# start of Passage

From ac60151ea0a4a1f3882fde3c486af870029b7977 Mon Sep 17 00:00:00 2001
From: Joshua Bakita <bakitajoshua@gmail.com>
Date: Mon, 8 Apr 2024 13:33:28 -0400
Subject: Rework LCE<->PCE and GRCE->LCE configuration printing API

Rather than up to dozens of individual files exposing part of each
copy engine's configuration, have one file which exposes a unified
view of the full topology. Example new output on RTX 2080 Ti:

$ cat /proc/gpu0/copy_topology
GRCE0 -> LCE04
GRCE1 -> LCE03
LCE02 -> PCE02
LCE03 -> PCE03
LCE04 -> PCE01

Old output:
$ tail -n 1 /proc/gpu0/lce_for_pce*
==> /proc/gpu0/lce_for_pce0 <==
0xf
==> /proc/gpu0/lce_for_pce1 <==
0x4
==> /proc/gpu0/lce_for_pce2 <==
0x2
==> /proc/gpu0/lce_for_pce3 <==
0x3

$ tail -n 1 /proc/gpu1/shared_lce_for_grce*
==> /proc/gpu0/shared_lce_for_grce0 <==
0x4
==> /proc/gpu0/shared_lce_for_grce1 <==
0x3

Specifically:
- Add `copy_topology` API
- Remove `shared_lce_for_grce#` and `lce_for_pce#` APIs
- Move logic from `nvdebug_entry.c` to `copy_topology_procfs.c`
- Do not print PCE or Shared LCE configuration if flagged absent
- Refer to LCE0 and LCE1 as GRCE0 and GRCE1
- Print by LCE ID, which is move helpful when attempting to trace
  how a given copy runlist maps to a physical copy engine.
- Document two errata with CE registers

Tested working on Pascal Integrated, Pascal, Volta Integrated
Volta, Turing, and Ampere Integrated on Linux 4.9 through 5.10.
---
 Makefile               |   3 +-
 copy_topology_procfs.c | 206 +++++++++++++++++++++++++++++++++++++++++++++++++
 nvdebug.h              |  18 +++--
 nvdebug_entry.c        | 106 ++++---------------------
 4 files changed, 233 insertions(+), 100 deletions(-)

# end of Passage

To be done =
1 – Answer these from the patch:
(a) What new API does the patch add?
(b) On which Linux versions was the change tested?
(c) How many files does the patch change?
2 – According to the patch, why is the output printed by LCE ID? Answer in one or two sentences.
3 – Copy everything in the patch from "- Document two" down to "4.9 through 5.10.".

# start of Supplied information

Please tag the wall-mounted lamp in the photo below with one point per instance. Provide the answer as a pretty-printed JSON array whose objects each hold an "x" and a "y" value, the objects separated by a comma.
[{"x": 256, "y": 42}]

# end of Supplied information

Responses by task =
1 –
(a) The `copy_topology` API.
(b) Linux 4.9 through 5.10.
(c) Four files.

2 – Printing by LCE ID helps when you are trying to trace how a given copy runlist maps to a physical copy engine.

3 –
- Document two errata with CE registers

Tested working on Pascal Integrated, Pascal, Volta Integrated
Volta, Turing, and Ampere Integrated on Linux 4.9 through 5.10.